▶ **What is required**: Reproduce every line of the data, starting at the line containing "of the floating" and ending at the final line, and shift each x and y coordinate in the answers up by 73.

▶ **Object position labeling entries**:

/---

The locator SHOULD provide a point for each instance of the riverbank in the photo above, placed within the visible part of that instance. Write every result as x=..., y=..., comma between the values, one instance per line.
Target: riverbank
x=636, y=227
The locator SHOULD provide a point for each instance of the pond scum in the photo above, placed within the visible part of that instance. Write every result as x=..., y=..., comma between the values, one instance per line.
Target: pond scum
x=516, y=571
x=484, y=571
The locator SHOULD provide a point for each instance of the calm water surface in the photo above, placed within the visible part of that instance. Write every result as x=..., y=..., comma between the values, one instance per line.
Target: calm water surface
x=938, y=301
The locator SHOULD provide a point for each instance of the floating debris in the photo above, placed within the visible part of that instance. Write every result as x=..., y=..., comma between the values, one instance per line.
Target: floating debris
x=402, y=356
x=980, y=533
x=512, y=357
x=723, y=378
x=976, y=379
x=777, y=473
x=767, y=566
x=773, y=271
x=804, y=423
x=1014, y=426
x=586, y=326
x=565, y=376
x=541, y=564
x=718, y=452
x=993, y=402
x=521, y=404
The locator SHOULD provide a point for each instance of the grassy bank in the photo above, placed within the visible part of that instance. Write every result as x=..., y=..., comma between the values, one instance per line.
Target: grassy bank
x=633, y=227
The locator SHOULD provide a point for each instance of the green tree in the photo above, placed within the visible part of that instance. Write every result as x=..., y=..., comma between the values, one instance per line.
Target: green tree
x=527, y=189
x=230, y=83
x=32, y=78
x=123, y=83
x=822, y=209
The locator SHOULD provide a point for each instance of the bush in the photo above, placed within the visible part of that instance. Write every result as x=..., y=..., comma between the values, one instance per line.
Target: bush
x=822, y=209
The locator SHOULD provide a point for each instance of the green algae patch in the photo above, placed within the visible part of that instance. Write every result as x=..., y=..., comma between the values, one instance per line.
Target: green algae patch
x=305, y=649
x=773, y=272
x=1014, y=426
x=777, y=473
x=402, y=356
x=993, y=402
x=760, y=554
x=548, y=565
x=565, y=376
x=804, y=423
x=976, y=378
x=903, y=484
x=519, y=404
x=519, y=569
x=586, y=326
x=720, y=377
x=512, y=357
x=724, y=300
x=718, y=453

\---

▶ **Task solution**:
The locator SHOULD provide a point for each instance of the floating debris in the photo above, placed within the visible part of that instance. Write every result as x=..., y=..., comma between the values, one instance per line.
Target: floating debris
x=475, y=429
x=1053, y=606
x=585, y=430
x=796, y=451
x=1049, y=452
x=850, y=546
x=840, y=639
x=846, y=344
x=877, y=496
x=1087, y=499
x=659, y=399
x=638, y=449
x=614, y=637
x=791, y=525
x=1066, y=475
x=594, y=477
The locator SHOULD provide a point for each instance of the grassy bank in the photo above, placed within the visible part of that instance. Write every result as x=..., y=..., comma between the values, one instance per line.
Target: grassy bank
x=706, y=300
The locator SHOULD provide a point for each instance of the green tree in the photo above, placed within the visible part of that instance. Write every result as x=..., y=..., comma between the values, one instance per line.
Target: green tree
x=600, y=262
x=303, y=156
x=105, y=151
x=196, y=156
x=895, y=282
The locator SHOULD provide a point for each instance of the bush in the photo above, placed within the visible part of that instance. Write every result as x=..., y=..., comma between the values, one instance per line.
Target: bush
x=895, y=282
The locator SHOULD provide a point for each instance of the green algae patch in the photo above, placed within the visible part of that instance. Write every result as x=..., y=..., comma between the values, one instance per line.
Target: green algae patch
x=378, y=722
x=846, y=345
x=1087, y=499
x=850, y=546
x=475, y=429
x=1066, y=475
x=833, y=627
x=621, y=638
x=638, y=449
x=877, y=496
x=1049, y=451
x=976, y=557
x=592, y=477
x=592, y=642
x=659, y=399
x=793, y=450
x=585, y=430
x=797, y=373
x=791, y=526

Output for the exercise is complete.